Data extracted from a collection
---
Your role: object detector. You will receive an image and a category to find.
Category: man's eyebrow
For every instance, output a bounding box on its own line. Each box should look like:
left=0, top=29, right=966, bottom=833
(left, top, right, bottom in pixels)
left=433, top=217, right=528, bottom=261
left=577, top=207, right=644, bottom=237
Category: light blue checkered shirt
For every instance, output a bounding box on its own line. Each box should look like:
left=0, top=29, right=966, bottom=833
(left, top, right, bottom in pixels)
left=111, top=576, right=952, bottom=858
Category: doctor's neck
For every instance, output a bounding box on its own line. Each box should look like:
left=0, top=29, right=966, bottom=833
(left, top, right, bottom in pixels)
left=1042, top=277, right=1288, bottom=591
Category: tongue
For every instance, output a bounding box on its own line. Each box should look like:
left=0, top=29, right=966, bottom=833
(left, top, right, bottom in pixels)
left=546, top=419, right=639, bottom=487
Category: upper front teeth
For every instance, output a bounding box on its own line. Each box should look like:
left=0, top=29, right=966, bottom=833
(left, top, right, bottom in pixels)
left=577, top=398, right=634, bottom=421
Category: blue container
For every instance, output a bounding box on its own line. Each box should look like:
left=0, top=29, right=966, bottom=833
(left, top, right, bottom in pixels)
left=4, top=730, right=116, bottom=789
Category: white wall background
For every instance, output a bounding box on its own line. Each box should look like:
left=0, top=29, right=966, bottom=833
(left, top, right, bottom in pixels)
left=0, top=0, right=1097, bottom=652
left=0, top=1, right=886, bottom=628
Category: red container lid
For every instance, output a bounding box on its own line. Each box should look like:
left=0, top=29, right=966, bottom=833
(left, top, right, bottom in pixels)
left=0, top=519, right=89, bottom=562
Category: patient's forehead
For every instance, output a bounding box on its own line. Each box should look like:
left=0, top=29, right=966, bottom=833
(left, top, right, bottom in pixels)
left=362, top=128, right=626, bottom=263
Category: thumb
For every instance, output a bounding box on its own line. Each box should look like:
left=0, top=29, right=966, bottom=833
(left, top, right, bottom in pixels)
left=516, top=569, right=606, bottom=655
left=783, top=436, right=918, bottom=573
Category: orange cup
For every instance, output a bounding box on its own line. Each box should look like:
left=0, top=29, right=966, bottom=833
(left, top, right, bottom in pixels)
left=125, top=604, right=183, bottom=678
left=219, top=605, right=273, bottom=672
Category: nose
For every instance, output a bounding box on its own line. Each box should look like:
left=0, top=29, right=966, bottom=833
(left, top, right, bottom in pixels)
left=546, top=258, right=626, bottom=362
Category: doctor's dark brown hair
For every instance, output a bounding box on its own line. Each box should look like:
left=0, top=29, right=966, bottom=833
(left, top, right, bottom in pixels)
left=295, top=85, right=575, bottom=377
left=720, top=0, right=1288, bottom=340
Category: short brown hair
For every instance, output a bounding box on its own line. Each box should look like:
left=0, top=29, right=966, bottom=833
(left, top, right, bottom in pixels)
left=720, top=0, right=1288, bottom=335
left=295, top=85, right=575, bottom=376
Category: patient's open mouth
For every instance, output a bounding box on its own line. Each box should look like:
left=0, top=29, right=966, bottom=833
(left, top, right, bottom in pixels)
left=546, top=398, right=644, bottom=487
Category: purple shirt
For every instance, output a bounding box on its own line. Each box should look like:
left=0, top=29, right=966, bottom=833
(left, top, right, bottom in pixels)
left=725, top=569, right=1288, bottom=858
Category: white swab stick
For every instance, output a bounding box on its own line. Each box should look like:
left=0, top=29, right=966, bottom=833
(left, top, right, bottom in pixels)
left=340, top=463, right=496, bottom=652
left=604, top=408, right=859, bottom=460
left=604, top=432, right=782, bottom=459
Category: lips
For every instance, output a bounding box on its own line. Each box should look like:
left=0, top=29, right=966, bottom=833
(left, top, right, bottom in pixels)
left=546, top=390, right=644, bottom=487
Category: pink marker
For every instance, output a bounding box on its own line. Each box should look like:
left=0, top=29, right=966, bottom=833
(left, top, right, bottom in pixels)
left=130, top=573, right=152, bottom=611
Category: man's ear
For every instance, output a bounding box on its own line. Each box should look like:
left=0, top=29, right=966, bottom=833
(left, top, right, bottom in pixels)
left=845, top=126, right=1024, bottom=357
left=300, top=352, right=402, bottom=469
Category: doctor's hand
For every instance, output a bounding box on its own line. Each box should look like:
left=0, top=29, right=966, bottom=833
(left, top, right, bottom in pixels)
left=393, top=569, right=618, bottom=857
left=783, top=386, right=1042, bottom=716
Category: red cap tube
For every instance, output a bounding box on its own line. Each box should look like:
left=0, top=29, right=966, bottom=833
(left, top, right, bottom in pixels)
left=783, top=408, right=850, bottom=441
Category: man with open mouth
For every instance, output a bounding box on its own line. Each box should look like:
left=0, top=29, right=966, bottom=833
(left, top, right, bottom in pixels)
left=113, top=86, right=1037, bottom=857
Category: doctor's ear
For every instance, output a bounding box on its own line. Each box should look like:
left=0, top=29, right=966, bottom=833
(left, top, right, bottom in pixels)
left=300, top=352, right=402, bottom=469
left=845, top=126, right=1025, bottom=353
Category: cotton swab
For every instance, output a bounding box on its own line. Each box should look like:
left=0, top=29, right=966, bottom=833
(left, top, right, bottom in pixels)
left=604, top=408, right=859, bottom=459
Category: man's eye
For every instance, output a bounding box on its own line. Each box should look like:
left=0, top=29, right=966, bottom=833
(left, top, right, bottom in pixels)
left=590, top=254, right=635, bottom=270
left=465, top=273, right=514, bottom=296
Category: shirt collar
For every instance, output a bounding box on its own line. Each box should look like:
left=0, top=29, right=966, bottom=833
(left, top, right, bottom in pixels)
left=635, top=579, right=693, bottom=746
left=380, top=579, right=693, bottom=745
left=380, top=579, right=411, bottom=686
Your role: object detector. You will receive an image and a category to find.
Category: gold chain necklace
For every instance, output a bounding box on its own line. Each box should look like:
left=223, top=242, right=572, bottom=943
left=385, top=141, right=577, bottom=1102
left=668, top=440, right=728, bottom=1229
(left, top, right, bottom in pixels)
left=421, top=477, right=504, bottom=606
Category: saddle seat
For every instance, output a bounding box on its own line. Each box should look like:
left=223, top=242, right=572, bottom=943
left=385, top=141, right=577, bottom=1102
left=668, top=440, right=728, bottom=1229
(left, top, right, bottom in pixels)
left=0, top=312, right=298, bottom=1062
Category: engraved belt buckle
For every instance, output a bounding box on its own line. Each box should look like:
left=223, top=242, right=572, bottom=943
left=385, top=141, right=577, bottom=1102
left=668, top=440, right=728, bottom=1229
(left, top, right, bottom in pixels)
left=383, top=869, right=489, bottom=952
---
* Problem to solve
Return every line from the rows above that contains the word "shirt", and copy each one in full.

* Exercise output
Category: light blue checkered shirt
Category: purple shirt
Category: shirt collar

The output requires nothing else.